### EXTRACT PROVIDED

# # # # # # #

If you are interested in reading more or seeing a diagram that explains this, click here.

This tradition of FGM is deeply rooted in the cultural traditions of people in a number of African and Middle Eastern nations. While often these nations are predominantly Muslim, it is less about religion than it is about culture and tradition. Marriage traditions dictate that a woman must be cut. Families who might be willing to forgo this rite of passage are fearful that their daughters will have no marriage prospects. This is particularly problematic in societies where women are expected to marry and have children. While a seemingly male enforced ideal, the cutting is often done by the women in the village. The age of the girl varies from community to community, and often is done as a part of a larger rite of passage celebration. Some of the girls cut are preschoolers, while others are in the early stages of puberty. FGM is a complex issue.


At the root of this tradition is a belief system that as American’s we should not presume to fully understand. We can read articles about Koran verses or the oppression of women, but we are not likely to really get a full picture. What we can understand is the devastating impact of cutting. Outside of the obvious physical pain and trauma of the cutting experience, the cutting (and subsequent sewing) can lead to infection and scarring that impedes the birthing process. Women who are cut have significantly higher rates of mortality during childbirth, infant mortality, and tearing that can lead to fistulas. The very act designed to assure a woman’s purity for her husband is very often the reason for her death or that of her child’s. In some cases the purpose of cutting is to reduce a women’s sexual pleasure to prevent her from being unfaithful. This ideology robs women of the same opportunity to experience pleasure in the God created act of sex within a marriage. There is no male equivalent designed to keep a man faithful in his marriage.

# # # # # # #

### Dataset entries
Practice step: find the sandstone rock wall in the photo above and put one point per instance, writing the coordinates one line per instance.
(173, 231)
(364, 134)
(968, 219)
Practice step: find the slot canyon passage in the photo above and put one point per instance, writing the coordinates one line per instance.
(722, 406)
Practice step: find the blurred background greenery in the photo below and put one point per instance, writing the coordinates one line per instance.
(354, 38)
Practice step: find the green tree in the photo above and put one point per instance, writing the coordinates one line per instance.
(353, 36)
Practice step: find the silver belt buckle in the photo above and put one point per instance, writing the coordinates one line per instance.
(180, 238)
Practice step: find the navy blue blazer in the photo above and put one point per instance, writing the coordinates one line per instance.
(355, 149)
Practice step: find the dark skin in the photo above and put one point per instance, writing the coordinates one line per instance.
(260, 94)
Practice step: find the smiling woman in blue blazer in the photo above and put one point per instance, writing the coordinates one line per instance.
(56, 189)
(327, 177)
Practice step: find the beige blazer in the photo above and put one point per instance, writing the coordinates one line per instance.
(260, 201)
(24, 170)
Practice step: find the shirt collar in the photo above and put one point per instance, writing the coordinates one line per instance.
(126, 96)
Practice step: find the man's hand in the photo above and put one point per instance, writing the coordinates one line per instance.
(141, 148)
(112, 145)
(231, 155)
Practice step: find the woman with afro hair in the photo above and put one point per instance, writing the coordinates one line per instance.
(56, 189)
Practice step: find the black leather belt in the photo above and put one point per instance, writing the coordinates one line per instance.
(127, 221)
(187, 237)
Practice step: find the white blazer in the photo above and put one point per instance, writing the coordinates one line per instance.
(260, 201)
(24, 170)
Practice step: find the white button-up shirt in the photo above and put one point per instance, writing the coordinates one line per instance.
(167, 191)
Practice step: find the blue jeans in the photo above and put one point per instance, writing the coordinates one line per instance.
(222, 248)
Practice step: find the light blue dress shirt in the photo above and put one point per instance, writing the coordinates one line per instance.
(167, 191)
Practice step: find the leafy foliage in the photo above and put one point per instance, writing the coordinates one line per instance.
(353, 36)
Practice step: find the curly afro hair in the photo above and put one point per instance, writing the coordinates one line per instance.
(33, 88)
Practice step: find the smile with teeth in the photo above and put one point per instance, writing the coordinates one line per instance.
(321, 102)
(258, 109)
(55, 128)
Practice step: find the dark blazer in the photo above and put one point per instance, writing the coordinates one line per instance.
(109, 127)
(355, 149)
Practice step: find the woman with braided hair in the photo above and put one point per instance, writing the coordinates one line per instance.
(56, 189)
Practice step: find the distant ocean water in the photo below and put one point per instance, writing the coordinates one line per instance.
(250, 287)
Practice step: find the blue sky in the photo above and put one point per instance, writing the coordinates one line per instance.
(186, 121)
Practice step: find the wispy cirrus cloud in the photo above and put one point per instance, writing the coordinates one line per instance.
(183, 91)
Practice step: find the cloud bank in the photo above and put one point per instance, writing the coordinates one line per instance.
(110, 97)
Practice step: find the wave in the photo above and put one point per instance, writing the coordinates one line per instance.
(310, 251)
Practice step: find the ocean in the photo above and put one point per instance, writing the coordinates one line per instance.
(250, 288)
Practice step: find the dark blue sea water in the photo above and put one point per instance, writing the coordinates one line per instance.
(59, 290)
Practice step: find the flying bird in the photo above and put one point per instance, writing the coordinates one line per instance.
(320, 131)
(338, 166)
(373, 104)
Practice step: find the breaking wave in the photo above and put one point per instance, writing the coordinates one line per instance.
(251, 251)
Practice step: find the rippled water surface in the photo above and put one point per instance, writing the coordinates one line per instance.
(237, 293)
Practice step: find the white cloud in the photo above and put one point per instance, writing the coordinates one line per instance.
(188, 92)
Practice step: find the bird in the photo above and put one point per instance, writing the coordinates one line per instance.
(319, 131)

# # # # # # #

### ASSIGNED TASK 1
Could you retype everything in the FGM passage from "This tradition of" down to "a complex issue."?
### ASSIGNED TASK 2
In two sentences, what does the passage on FGM say?

### ANSWER AREA 1
This tradition of FGM is deeply rooted in the cultural traditions of people in a number of African and Middle Eastern nations. While often these nations are predominantly Muslim, it is less about religion than it is about culture and tradition. Marriage traditions dictate that a woman must be cut. Families who might be willing to forgo this rite of passage are fearful that their daughters will have no marriage prospects. This is particularly problematic in societies where women are expected to marry and have children. While a seemingly male enforced ideal, the cutting is often done by the women in the village. The age of the girl varies from community to community, and often is done as a part of a larger rite of passage celebration. Some of the girls cut are preschoolers, while others are in the early stages of puberty. FGM is a complex issue.

### ANSWER AREA 2
FGM is rooted in the cultural and marriage traditions of several African and Middle Eastern nations, where families fear uncut daughters will have no marriage prospects, and it is often done by women in the village on girls ranging from preschoolers to those in the early stages of puberty. Beyond the pain and trauma, cutting can cause infection and scarring that impede childbirth, leading to higher rates of maternal and infant mortality and to fistulas, and in some cases it aims to reduce a woman's sexual pleasure, with no male equivalent.